◆ REQUIRED WORK
List each line in the items below that contains the string "apple", copying the line in full. The match is case-sensitive.

◆ TASK INPUTS
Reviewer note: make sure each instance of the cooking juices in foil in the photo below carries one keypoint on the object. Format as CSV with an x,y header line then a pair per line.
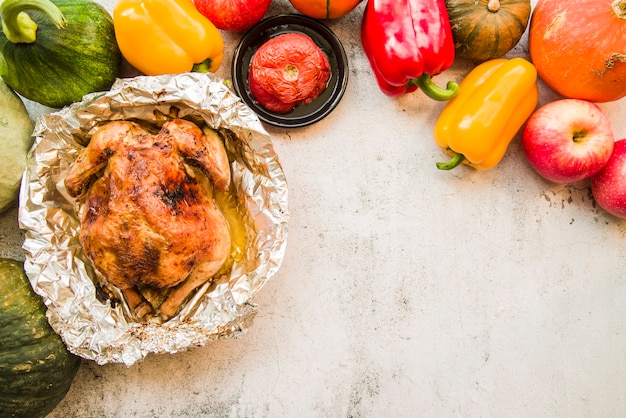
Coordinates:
x,y
91,316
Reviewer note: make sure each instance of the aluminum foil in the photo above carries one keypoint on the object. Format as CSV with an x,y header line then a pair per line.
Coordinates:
x,y
102,328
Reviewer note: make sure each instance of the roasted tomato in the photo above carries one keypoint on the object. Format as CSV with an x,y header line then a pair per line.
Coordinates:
x,y
287,71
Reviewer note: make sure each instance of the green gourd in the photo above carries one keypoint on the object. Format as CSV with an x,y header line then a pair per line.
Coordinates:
x,y
36,370
486,29
16,130
54,53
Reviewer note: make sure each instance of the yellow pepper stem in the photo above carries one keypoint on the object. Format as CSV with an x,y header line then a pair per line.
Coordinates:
x,y
454,161
430,89
202,67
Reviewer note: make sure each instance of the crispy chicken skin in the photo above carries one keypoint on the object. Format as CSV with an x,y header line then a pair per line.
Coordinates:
x,y
150,219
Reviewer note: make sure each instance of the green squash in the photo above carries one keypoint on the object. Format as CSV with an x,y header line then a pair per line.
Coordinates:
x,y
71,52
36,370
16,130
487,29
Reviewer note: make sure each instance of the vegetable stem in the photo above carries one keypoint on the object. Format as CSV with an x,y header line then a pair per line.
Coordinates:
x,y
619,7
202,67
17,25
454,161
493,6
430,89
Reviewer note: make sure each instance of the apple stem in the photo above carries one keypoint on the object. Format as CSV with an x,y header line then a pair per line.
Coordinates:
x,y
454,161
619,7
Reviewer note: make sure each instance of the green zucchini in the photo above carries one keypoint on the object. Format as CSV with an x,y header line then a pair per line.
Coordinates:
x,y
71,52
36,369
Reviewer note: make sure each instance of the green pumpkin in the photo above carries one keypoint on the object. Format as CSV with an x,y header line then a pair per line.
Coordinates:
x,y
57,65
487,29
36,370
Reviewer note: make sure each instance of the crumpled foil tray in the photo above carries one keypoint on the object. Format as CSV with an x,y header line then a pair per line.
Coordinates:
x,y
92,326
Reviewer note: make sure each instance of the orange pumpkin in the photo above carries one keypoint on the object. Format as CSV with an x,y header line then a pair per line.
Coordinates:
x,y
325,9
579,47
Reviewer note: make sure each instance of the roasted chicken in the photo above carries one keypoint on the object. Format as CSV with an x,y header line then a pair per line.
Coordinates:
x,y
150,218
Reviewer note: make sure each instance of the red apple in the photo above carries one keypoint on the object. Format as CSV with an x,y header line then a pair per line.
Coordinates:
x,y
233,15
608,186
568,140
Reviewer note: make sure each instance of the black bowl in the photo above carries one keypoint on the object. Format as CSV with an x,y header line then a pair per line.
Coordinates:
x,y
326,40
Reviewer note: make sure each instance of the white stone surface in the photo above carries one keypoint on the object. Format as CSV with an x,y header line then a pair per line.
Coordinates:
x,y
405,291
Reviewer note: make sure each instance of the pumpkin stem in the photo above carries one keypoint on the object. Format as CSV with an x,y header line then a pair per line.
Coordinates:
x,y
493,6
17,25
619,7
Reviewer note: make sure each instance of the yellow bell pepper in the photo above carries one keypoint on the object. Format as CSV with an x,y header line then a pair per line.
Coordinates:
x,y
167,37
495,100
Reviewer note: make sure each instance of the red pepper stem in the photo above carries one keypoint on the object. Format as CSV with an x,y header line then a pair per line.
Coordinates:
x,y
454,161
202,67
430,89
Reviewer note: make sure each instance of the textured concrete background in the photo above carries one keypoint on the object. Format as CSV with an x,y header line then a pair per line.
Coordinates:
x,y
405,291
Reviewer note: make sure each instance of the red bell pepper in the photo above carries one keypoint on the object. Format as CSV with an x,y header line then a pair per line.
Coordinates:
x,y
407,42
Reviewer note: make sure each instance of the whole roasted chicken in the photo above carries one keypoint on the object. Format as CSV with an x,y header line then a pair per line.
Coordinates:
x,y
149,217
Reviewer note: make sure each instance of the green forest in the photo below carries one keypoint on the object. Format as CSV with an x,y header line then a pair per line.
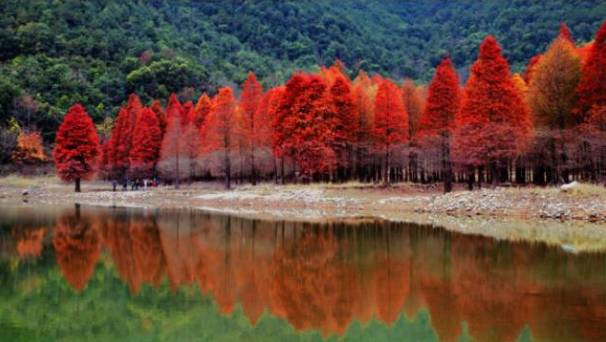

◆ RIGHT ANSWER
Reviewer note: make sure each instance of the apple stem in the photo above carries one keypoint on the object. Format as CSV with an x,y header line then a pair per line.
Reviewer note: make sure each instance of the red apple in the photo above carries one keypoint on the object. Format as CSV with an x,y header line then a pair per line.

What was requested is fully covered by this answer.